Here is an answer for the expected question.
When we refer the "security_context" system column of tuples without
HEAP_HAS_SECURITY, it returns an alternative label called as "unlabeled_t",
because it has no labels.
The reason why we adopt TEXT type is SELinux requires userspace
object manager makes queries via text represented security context,
and it also can be used for other security feature to show client
its security attribute in human readable format.
For your information, in-kernel SELinux can handle 2^32 - 1 of security
context internally in theoretical maximum, so using Oid as a security
identifier is a fair decision to avoid an implementation to handle overflow
cases.
How will unique indexes work? Do you implicitly add security context as
last column on every unique index, or does the uniqueness violation only
occurs within security contexts, or does the uniqueness violation tested
against all contextx that the inserter can currently see? Is there a
change to system catalogs?
The unique/primary key constraint works at the lowest level.
So, it has a possibility that invisible tuple prevent to insert a tuple.
Foreign Key deletions could be handled correctly if you treat them as
updates. If we have the following exampleTableA
security_context=y value=2 fk=1TableB
security_context=x value=1TableA refers to TableB. Context x cannot see context y.

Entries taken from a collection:
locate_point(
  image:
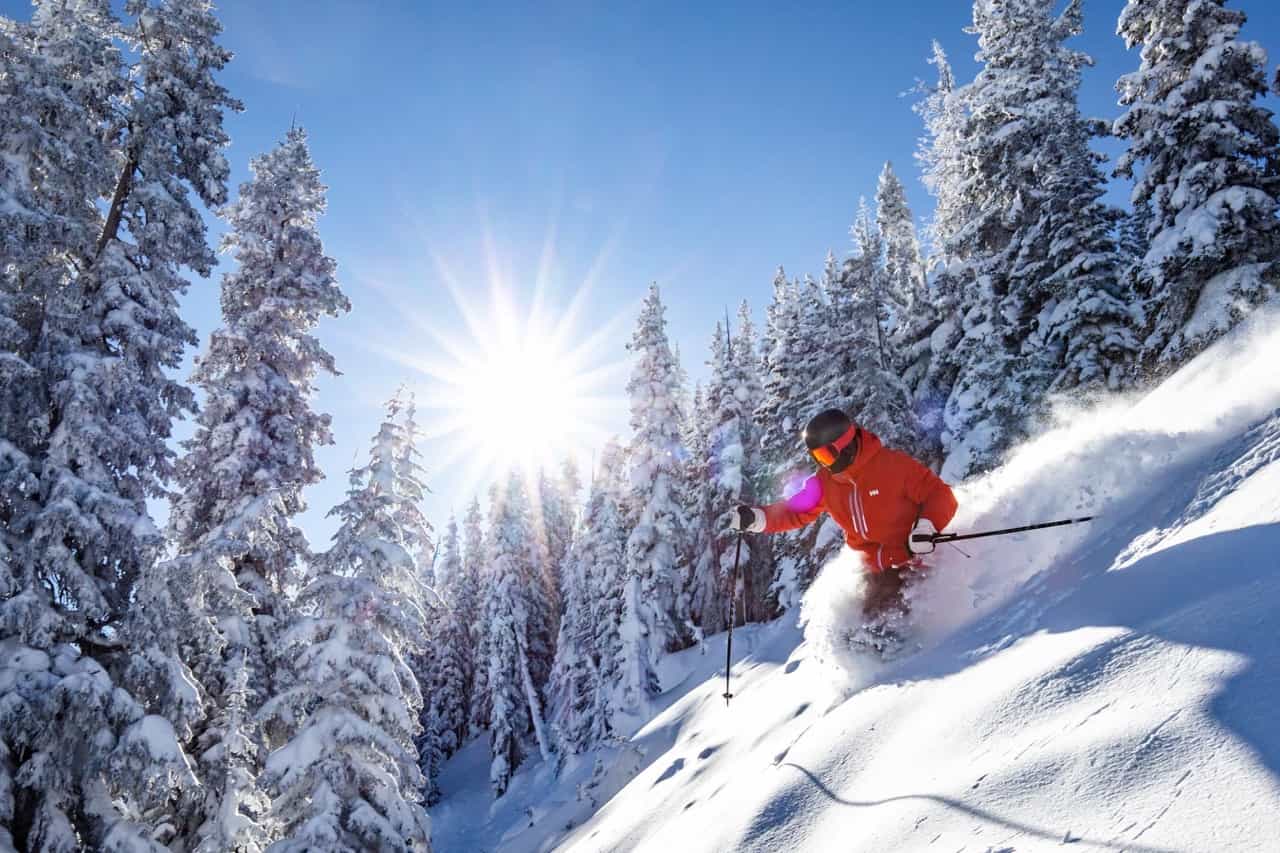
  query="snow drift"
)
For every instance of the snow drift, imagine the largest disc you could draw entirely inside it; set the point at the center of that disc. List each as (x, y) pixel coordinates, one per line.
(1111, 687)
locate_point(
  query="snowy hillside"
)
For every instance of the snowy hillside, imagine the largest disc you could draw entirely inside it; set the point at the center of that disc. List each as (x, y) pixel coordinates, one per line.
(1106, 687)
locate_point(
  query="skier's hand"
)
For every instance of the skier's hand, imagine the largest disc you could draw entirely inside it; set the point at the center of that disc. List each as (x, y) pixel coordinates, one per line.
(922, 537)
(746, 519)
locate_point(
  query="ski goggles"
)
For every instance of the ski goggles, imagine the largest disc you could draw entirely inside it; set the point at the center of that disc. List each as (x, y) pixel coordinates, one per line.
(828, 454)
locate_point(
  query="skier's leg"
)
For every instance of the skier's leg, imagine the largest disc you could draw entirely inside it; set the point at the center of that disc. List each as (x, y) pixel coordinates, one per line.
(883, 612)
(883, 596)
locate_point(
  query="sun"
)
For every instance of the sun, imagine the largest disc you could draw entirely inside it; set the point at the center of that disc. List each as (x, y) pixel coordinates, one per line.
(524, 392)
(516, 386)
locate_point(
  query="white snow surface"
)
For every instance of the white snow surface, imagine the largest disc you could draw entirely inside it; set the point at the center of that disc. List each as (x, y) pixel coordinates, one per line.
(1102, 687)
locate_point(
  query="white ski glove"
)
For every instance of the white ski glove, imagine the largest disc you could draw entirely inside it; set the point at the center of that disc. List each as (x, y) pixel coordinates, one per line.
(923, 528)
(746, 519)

- WORK TO COMPLETE
1. In the passage on SELinux security contexts, at what level does the unique/primary key constraint work?
2. Translate this sentence from the passage on SELinux security contexts into Spanish: "The unique/primary key constraint works at the lowest level."
3. Pick up the passage on SELinux security contexts right after its last sentence and keep writing.

- RESPONSES BY TASK
1. It works at the lowest level.

2. La restricción de clave única/primaria funciona en el nivel más bajo.

3.
So if somebody with context x tries to delete value1 from TableB, they
will be refused because of a row they cannot see. In this case the
correct action is to update the tuple in TableB so it now has a
security_context = y. The user with x cannot see it and can be persuaded
he deleted it, while the user with y can still see it.
It is also discussed before.
In this case, SE-PostgreSQL prevent to delete a tuple on the TableB
to keep referential integrity. So, it enables unprivileged users to
infer the existance of refering tuples, but it is a limitation called
as "covert channel".
Your example is the simplest case, so it seems to work well, but
most of cases are not obvious. If the TE policy prevent accesses
on tuples with security_context=x, we have no obvious way to decide
what is a proper security context to be updated.
The section on LOAD doesn't sound very convincing. Loading a module
could immediately subvert security. We could probably tighten up on that
for general use as well. ISTM we need something like a new catalog table
for loadable modules, so we can give them specific security contexts and
potentially store some kind of verification information about them.
Having a single "can load modules" isn't enough with Postgres, since it
would effectively prevent us from loading *any* modules in a secure
database. Which kinda removes much of the benefit of using Postgres.
SE-PostgreSQL applies access controls for individual loadable modules.
When a function implemented within an external modules tries to be loaded,
it checks security context between the database and the file of loadable
modules. (No need to say, in-kernel SELinux assigns its security context
for files in common format, so we can compare them each other.)
Perhaps, the description I wrote can easily make misunderstanding.
If you can read it says widespread load modules permission, I'll revise
its representation.
http://wiki.postgresql.org/wiki/SEPostgreSQL#Loading_shared_library_module
Is there an issue with relation cache and catalog caches? ISTM that you
should put a security context onto each shared invalidation message, so
that backends know not to maintain caches for data they aren't allowed
to see. Probably overkill, just thinking.
Sorry, I cannot understand what you concerned.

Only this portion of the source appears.